_Exercise set_:
[1] Summarize the post on scientific workflows in two sentences.
[2] In the post on scientific workflows, reproduce the passage between "- Save output" and "set of algorithms.", inclusive, switching "machine" to "computer".

_Source extract_:

•••••

Some random thoughts for a Friday afternoon.
Many excellent posts by Deepak on the topic of workflows have got me thinking about the subject. I very much like the notion that all analysis in computational biology should be automated and repeatable, so far as is practicable. However, I’ve not yet experienced a “workflow epiphany”. There are some impressive and interesting projects around, notably Taverna and myExperiment, but I see these as prototypes and testbeds for how the future might look, rather than polished solutions usable by the “average researcher”.
I also can never quite escape the feeling that this type of workflow doesn’t describe how many researchers go about their business, at least in academia. Wrong directions, dead ends, trial and error, bad decisions. To me a workflow is rather like a scientific paper: an artificial summary of your work that you put together at the end, describing an imaginary path from starting point to destination that you couldn’t know you were going to follow when you set out. Useful for others who want to follow the same path, less so for the person blazing the trail. Is this in fact the primary purpose of a workflow? To allow others to follow the same path, rather than to plan your own?
I wonder in particular about operations where manual intervention and decision making is required. In structural biology for instance, I often see my coworkers doing something like this:
- Open experimental data (e.g. electron density) in a GUI-based application
- “Fiddle” with it until it “looks right”
- Save output
How do you automate that middle step? It may be that the operation is described using parameters which can be saved and run again later, but a lot of science seems to rely on a human decision as to whether something is “sensible”.
I don’t know if we can capture everything that we do in a form that a machine can run. Perhaps workflows highlight to us the difference between research versus analysis; a creative thought process versus a set of algorithms.

•••••

_Given records_:

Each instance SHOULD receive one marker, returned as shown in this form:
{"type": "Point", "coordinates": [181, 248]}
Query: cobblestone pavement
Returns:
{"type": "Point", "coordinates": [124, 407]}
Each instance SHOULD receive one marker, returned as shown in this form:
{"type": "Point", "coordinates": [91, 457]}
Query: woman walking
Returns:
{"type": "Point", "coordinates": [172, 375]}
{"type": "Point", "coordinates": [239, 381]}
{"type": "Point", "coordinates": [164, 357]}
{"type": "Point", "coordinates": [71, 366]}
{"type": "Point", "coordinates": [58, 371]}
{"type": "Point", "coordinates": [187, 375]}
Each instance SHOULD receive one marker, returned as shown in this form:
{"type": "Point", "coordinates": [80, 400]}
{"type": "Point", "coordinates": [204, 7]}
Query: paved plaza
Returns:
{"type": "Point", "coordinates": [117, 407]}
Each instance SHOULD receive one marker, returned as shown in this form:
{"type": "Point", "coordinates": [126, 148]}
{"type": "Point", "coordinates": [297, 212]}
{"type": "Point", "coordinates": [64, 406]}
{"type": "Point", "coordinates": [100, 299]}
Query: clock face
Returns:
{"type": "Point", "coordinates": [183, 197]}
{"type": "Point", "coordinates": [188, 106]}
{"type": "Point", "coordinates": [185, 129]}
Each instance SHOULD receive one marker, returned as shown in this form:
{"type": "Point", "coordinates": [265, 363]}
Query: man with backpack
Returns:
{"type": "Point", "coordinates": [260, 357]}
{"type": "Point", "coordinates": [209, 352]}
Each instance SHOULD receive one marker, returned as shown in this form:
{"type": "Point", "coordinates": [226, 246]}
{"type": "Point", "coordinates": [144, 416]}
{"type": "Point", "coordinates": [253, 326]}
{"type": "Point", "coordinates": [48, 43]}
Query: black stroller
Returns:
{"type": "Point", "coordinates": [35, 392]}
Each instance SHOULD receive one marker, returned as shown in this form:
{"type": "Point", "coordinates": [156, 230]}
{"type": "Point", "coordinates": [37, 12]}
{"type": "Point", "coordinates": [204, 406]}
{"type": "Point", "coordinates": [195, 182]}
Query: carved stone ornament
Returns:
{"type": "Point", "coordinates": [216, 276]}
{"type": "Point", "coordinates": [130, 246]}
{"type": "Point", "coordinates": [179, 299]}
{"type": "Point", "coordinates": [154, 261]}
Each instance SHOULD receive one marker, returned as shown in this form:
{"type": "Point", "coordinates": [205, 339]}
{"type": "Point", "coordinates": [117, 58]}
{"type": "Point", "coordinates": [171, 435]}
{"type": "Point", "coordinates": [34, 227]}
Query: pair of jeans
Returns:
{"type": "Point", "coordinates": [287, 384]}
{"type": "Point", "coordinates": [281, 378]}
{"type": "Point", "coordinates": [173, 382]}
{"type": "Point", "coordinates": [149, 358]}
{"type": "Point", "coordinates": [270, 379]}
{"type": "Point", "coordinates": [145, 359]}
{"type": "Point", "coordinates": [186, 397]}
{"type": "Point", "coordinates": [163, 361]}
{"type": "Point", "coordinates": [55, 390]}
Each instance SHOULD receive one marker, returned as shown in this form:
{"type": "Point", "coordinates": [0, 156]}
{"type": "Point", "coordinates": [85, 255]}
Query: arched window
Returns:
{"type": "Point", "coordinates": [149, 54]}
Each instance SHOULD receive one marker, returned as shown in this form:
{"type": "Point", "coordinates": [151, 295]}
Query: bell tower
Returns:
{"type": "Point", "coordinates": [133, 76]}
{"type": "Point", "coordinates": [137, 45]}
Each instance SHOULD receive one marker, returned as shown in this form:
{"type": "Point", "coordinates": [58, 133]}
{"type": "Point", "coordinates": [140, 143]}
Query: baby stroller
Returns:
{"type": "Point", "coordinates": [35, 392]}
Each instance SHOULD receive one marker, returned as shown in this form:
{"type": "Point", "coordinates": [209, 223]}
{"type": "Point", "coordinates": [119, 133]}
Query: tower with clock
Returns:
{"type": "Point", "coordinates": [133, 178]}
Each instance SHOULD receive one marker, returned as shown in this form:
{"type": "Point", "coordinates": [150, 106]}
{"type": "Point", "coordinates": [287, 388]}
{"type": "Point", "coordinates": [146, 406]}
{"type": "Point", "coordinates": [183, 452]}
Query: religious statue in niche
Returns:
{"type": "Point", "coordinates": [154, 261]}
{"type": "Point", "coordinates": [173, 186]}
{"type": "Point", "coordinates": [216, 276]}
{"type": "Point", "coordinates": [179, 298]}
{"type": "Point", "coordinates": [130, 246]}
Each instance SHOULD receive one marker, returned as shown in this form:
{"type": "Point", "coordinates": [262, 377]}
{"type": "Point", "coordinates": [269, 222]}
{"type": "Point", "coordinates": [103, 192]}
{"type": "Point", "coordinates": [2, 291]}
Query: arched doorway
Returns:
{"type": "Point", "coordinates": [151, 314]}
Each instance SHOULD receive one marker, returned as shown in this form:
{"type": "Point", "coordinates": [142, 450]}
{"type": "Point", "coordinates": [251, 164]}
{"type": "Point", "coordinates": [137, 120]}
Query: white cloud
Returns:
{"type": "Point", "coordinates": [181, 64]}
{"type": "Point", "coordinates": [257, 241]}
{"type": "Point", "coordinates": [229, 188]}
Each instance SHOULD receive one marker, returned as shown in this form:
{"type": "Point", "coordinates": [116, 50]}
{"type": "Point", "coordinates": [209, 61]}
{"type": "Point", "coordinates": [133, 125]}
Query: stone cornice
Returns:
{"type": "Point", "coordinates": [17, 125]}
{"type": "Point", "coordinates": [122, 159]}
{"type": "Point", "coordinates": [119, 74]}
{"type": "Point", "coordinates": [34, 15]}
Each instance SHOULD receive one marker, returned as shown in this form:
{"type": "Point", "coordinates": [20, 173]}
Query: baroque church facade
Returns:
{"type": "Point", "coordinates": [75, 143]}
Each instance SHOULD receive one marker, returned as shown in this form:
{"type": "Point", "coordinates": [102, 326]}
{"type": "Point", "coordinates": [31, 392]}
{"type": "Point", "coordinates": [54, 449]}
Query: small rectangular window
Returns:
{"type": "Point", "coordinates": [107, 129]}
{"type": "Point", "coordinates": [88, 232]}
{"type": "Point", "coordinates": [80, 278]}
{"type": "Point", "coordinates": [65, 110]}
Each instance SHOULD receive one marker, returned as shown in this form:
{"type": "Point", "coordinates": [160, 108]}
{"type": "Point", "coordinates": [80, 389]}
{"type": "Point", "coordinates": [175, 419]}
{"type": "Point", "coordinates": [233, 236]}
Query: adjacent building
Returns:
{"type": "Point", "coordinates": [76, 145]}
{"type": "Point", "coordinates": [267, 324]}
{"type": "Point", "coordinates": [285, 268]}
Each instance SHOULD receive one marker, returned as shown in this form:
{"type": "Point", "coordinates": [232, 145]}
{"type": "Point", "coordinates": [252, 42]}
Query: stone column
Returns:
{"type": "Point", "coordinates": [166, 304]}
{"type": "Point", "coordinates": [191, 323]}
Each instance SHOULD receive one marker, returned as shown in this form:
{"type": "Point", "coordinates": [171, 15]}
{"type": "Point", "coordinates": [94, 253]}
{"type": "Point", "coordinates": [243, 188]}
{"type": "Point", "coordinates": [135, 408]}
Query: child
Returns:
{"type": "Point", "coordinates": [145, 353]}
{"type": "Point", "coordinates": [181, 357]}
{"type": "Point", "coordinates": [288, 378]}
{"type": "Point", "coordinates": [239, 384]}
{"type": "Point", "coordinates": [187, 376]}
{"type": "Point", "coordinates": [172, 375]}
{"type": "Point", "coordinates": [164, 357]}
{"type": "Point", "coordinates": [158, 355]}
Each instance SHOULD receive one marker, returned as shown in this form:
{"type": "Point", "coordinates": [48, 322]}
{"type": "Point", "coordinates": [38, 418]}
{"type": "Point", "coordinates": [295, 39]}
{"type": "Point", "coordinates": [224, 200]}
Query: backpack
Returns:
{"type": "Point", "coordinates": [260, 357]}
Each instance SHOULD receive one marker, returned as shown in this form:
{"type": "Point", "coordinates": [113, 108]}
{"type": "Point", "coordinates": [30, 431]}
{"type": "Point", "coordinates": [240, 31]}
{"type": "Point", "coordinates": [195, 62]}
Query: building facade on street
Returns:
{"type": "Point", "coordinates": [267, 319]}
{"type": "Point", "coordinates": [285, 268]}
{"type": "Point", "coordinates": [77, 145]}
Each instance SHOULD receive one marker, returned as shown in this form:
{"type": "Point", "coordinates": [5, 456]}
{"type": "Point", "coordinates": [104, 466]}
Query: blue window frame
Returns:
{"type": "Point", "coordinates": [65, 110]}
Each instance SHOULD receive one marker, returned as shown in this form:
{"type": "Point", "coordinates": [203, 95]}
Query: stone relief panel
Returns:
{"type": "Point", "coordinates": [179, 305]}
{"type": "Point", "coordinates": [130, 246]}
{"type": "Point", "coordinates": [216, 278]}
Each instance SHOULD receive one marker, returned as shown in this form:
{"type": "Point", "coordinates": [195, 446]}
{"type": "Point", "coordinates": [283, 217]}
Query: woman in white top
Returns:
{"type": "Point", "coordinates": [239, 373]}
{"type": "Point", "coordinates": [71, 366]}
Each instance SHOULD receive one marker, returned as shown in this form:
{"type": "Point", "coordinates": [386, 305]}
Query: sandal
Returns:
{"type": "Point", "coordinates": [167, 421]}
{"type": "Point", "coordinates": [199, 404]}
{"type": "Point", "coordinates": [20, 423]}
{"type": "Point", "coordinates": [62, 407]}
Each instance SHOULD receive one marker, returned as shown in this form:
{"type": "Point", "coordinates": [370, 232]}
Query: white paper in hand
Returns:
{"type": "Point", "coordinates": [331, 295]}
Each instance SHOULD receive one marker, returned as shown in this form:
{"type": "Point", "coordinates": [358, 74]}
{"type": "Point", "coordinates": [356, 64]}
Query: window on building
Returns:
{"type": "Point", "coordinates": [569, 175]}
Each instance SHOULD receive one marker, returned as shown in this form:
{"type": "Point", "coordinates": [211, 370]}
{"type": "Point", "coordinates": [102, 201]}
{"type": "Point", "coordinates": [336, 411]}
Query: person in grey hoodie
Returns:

•••••

_Solutions to the exercise_:
[1] The author favors automated, repeatable analysis in computational biology but regards workflow projects such as Taverna and myExperiment as prototypes rather than polished tools. The author also doubts that workflows reflect how research is actually done, especially steps that depend on a human deciding whether a result looks "sensible", and suggests workflows may highlight the difference between creative research and algorithmic analysis.

[2]
- Save output
How do you automate that middle step? It may be that the operation is described using parameters which can be saved and run again later, but a lot of science seems to rely on a human decision as to whether something is “sensible”.
I don’t know if we can capture everything that we do in a form that a computer can run. Perhaps workflows highlight to us the difference between research versus analysis; a creative thought process versus a set of algorithms.